- BRIEF -
Can you output every one of the records below as a numbered list, leaving out any blank lines?

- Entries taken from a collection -
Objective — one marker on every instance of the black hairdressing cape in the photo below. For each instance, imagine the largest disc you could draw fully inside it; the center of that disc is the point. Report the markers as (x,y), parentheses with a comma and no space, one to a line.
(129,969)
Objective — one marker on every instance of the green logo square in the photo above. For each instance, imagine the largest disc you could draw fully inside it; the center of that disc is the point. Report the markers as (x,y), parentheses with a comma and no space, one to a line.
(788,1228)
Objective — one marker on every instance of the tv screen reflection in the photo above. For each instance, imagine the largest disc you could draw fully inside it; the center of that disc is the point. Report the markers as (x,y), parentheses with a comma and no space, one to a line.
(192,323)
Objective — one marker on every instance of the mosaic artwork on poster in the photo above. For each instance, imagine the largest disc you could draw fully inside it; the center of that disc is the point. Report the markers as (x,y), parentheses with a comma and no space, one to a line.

- EXERCISE ANSWER -
1. Objective — one marker on every instance of the black hairdressing cape in the photo below. For each instance, imagine the largest disc you could draw fully inside it; the center of that disc is the point. Report the markers as (x,y), parentheses with a comma and no space, one to a line.
2. (129,969)
3. Objective — one marker on every instance of the green logo square in the photo above. For each instance, imagine the largest disc you could draw fully inside it; the center of that disc is the point. Report the markers as (x,y), parentheses with a comma and no space, one to a line.
4. (788,1228)
5. Objective — one marker on every instance of the tv screen reflection in the photo above. For each instance, imagine the largest disc you could draw fully inside it; the center of that disc is the point. Report the markers as (x,y), parentheses with a comma and no space, one to a line.
6. (192,323)
7. Objective — one marker on every instance of the mosaic artwork on poster in the photo above. For each instance, imagine the largest disc you could draw fully inside it; the center of that disc is the point. Report the markers as (x,y), parentheses with a comma and no space, one to a line.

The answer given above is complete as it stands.